■ **WHAT YOU WILL DO**: Output every record word for word.
####
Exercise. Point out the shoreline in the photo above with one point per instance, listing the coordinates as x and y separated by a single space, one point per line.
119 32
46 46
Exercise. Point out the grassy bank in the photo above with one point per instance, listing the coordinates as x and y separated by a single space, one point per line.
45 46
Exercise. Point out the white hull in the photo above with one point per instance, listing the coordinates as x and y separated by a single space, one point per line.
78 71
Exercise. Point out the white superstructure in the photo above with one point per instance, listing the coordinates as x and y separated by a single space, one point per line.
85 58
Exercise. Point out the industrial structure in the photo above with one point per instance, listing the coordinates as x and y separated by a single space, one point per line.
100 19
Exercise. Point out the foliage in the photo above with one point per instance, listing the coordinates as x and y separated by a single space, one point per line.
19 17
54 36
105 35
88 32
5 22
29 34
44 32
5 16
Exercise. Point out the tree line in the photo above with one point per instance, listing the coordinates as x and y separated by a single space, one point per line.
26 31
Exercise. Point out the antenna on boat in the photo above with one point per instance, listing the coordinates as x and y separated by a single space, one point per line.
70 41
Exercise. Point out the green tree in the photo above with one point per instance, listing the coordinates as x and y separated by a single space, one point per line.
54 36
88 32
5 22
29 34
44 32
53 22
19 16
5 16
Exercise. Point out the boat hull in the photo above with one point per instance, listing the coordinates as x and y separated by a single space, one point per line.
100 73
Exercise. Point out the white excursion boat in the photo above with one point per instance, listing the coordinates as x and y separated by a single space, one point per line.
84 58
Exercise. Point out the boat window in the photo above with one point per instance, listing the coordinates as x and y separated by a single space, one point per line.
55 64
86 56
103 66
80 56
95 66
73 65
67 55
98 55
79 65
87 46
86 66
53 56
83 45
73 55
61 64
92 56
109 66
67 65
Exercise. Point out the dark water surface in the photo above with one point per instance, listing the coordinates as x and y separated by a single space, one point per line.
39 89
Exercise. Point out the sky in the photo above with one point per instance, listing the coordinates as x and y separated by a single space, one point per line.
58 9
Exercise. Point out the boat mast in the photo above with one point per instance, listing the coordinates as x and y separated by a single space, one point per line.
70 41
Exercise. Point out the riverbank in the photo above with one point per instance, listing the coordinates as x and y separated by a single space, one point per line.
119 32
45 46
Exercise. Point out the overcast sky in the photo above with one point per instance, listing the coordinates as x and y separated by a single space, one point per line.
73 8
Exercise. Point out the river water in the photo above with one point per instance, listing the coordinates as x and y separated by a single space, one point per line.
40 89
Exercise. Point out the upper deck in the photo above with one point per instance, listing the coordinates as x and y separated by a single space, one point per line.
####
■ **RESULT OF THE TASK**:
Exercise. Point out the shoreline in the photo above with one point per instance, listing the coordinates as x and y separated by a single space, one point per line.
119 32
46 46
Exercise. Point out the grassy bank in the photo above with one point per instance, listing the coordinates as x and y separated by a single space, one point per line.
45 46
Exercise. Point out the white hull in the photo above with one point per instance, listing the coordinates as x and y separated by a single space, one point per line.
78 71
Exercise. Point out the white superstructure in the photo above with one point per instance, listing the coordinates as x and y separated by a single space, one point per line.
85 58
Exercise. Point out the industrial structure in the photo above with one point per instance, listing the coordinates as x and y separated by a single space, one point per line.
100 19
Exercise. Point out the foliage in the photo above with one point per instance, listing the coordinates as x and y separated by a single space, one point per line.
19 17
54 36
105 35
88 32
5 22
29 34
44 32
5 16
Exercise. Point out the tree line in the photo above with one point per instance, listing the coordinates as x and y separated by a single space, one point per line.
26 31
Exercise. Point out the antenna on boat in the photo above with one point per instance, listing the coordinates as x and y separated by a single space, one point per line.
70 41
Exercise. Point out the green tree in the photo above with one point per instance, listing the coordinates as x and y separated by a single space, one point per line.
54 36
88 32
5 22
29 34
44 32
53 22
19 16
5 16
Exercise. Point out the boat hull in the photo above with one point per instance, listing the coordinates as x and y separated by a single space, one point per line.
100 73
Exercise. Point out the white excursion boat in the photo above with one point per instance, listing the coordinates as x and y separated by a single space, one point per line.
84 58
Exercise. Point out the boat window in the photo above with one point per instance, listing the coordinates as x and y separated by a single space, one point per line.
55 64
86 56
103 66
80 56
95 66
73 65
67 55
98 55
79 65
87 46
86 66
53 56
83 45
73 55
61 64
92 56
109 66
67 65
Exercise. Point out the dark water surface in the photo above with one point per instance, listing the coordinates as x and y separated by a single space, one point per line.
39 89
Exercise. Point out the sky in the photo above with one point per instance, listing the coordinates as x and y separated by a single space, one point per line.
58 9
Exercise. Point out the boat mast in the photo above with one point per instance, listing the coordinates as x and y separated by a single space, one point per line.
70 41
Exercise. Point out the riverbank in the photo above with one point per instance, listing the coordinates as x and y separated by a single space, one point per line.
119 32
45 46
Exercise. Point out the overcast sky in the photo above with one point per instance, listing the coordinates as x and y separated by a single space, one point per line.
73 8
Exercise. Point out the river water in the photo above with one point per instance, listing the coordinates as x and y separated by a single space, one point per line.
40 89
Exercise. Point out the upper deck in the photo above with one point per instance, listing the coordinates as x and y separated by a single space, one point per line.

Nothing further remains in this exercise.